───── Available data

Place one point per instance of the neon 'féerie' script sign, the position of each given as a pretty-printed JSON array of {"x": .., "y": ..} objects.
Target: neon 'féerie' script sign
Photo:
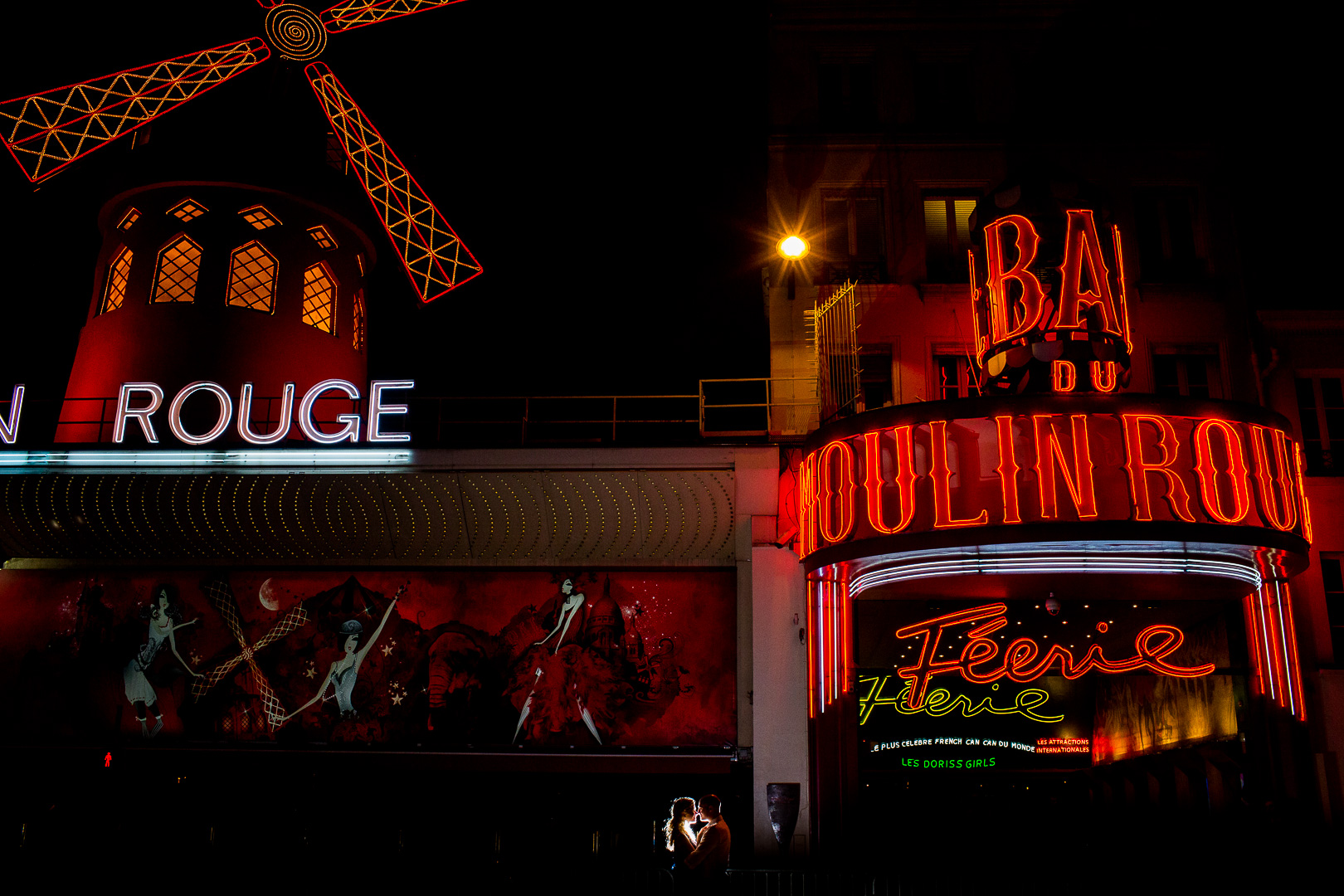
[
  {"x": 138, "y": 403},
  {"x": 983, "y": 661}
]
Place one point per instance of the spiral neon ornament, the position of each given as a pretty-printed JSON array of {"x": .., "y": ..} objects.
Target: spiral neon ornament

──────────
───── Available data

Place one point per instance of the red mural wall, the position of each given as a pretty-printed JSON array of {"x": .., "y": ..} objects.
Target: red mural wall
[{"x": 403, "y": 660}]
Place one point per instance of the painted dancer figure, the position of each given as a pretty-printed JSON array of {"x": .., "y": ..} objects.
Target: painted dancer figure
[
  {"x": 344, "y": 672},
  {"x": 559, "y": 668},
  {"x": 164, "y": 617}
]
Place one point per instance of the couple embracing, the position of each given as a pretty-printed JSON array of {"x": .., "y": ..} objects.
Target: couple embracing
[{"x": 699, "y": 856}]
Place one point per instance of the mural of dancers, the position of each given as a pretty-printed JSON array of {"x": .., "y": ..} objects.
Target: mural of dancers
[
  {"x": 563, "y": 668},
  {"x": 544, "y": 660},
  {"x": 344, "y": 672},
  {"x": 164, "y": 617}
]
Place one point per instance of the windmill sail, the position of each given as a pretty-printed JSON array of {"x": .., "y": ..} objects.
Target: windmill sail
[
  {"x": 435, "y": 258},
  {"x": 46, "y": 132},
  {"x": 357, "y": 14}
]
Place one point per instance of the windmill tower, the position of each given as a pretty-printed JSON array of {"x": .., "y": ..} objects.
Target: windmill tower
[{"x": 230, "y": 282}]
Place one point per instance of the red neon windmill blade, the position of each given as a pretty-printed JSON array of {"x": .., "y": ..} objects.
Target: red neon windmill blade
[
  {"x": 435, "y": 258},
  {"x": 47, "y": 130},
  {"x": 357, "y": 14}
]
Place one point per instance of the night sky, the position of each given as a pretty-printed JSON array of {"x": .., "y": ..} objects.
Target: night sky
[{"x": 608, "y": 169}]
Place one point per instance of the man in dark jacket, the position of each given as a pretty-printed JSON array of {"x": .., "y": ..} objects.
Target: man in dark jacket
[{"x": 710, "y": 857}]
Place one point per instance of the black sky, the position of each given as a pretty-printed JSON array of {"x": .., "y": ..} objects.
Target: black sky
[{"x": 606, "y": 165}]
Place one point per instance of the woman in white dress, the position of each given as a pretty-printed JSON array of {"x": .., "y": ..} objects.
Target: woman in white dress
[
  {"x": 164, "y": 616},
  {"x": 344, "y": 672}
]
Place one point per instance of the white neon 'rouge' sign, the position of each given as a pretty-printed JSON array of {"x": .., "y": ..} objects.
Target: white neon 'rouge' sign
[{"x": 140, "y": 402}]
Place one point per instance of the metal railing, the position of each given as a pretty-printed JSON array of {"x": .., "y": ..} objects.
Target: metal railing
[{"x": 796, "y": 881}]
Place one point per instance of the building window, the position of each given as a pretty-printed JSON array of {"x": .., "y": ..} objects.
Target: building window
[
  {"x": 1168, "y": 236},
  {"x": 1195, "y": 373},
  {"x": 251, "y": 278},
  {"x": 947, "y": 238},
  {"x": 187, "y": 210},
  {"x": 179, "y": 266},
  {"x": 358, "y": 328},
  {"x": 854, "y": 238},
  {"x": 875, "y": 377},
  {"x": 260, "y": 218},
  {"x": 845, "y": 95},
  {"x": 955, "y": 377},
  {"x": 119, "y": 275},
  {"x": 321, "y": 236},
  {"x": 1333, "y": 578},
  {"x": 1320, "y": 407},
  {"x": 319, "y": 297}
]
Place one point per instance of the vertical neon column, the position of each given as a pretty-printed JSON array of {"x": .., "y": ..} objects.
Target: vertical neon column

──────────

Please state the number of lines above that hold the string "féerie", with nothing else added.

- _Answer box_
2